Given instruction: Write out every entry exactly as it stands.
= = = = =
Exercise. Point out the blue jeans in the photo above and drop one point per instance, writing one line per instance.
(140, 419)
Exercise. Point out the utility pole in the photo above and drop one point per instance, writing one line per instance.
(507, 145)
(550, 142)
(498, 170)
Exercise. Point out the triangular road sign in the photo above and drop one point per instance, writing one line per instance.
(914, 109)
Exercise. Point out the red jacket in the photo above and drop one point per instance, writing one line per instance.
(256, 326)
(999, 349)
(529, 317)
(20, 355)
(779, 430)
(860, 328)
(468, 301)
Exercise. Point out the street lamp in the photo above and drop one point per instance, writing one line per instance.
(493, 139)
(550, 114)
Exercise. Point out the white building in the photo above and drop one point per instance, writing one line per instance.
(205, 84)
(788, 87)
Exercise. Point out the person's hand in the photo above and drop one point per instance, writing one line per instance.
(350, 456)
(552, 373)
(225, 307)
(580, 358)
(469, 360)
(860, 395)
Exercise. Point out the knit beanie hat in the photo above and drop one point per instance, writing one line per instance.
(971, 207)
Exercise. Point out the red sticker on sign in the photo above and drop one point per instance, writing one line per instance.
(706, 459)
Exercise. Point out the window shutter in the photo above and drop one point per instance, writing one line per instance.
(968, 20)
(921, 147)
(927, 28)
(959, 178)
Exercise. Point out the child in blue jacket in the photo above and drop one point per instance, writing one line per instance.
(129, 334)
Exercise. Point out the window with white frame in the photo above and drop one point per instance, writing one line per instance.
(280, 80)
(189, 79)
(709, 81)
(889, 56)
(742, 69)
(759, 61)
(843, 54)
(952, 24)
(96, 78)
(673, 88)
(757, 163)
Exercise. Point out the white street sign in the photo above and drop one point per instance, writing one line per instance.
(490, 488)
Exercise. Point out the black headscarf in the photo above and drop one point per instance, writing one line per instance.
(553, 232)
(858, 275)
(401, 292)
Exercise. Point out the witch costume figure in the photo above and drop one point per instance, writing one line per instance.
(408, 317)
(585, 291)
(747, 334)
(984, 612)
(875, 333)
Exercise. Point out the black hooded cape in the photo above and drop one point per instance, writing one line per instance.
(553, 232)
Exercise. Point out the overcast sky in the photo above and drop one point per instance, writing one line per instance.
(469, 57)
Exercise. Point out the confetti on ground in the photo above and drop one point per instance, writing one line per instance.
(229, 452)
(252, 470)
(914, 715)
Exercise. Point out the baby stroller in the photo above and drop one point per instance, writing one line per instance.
= = = = =
The completed task:
Exercise. Point out the blue jeans in the photo above and drop one point per instance, writing one line per instance.
(140, 419)
Exercise. Point out the utility pole in the photo above and drop one point per instance, writing one line per instance.
(507, 145)
(550, 142)
(498, 170)
Exercise. Point out the triangular road sign in the photo above and drop one point per instance, writing one line per instance.
(914, 109)
Exercise. Point out the red jacket in the photo above and drop one point per instance, writing one line per instance.
(256, 326)
(999, 349)
(529, 317)
(20, 355)
(779, 430)
(860, 328)
(468, 301)
Exercise. Point out the street lamp in the photo above and drop one point per instance, writing one line per instance.
(493, 139)
(550, 114)
Exercise. Point out the white building in the photo above and drop one point per instance, writing one line per instance.
(205, 84)
(788, 87)
Exercise. Point out the person's hand in the photo above and drop one point per instance, writing one line per instance.
(350, 456)
(552, 373)
(225, 307)
(580, 358)
(469, 360)
(860, 395)
Exercise. Point out the knit beanie hat in the photo above and drop one point per instance, writing one line per instance.
(971, 207)
Exercise. Point out the red sticker on sign in the photo above and drop one point per instance, writing one line per instance.
(706, 459)
Exercise. Point out the window shutter in the photo above and drop one point per instance, writing one line per instance.
(968, 20)
(921, 147)
(927, 28)
(959, 178)
Exercise. Point out the child in blue jacket in the photo above and drop one point per instance, writing one line per instance.
(129, 334)
Exercise. Point out the window with white frame in the photo above and drop one point per instance, writing one line per instance.
(280, 80)
(189, 79)
(709, 81)
(889, 56)
(742, 69)
(759, 61)
(843, 54)
(952, 24)
(96, 78)
(673, 88)
(757, 163)
Exercise. Point out the white street sign in the photo above and drop one point per instance, writing one line per instance.
(490, 488)
Exercise. Point out the black headscarf in the photo above and drop one point per instance, writing one line per instance.
(553, 232)
(858, 275)
(401, 292)
Exercise. Point out the witch costume figure in the photo above and drop one point per instance, writing one line per instance.
(408, 317)
(585, 291)
(747, 334)
(984, 612)
(875, 333)
Exercise. Point out the black hooded cape in the photo above and drop one point per instance, writing one line per instance.
(553, 232)
Exercise. Point out the overcast sky in the photo above and drop one point per instance, writing one line per instance.
(469, 57)
Exercise. Point out the confetti on ground in the photo above and drop one point per instance, writing one line per instance.
(229, 452)
(252, 470)
(914, 715)
Exercise. Point out the baby stroller in the photo above and drop one point per instance, writing one line per instance.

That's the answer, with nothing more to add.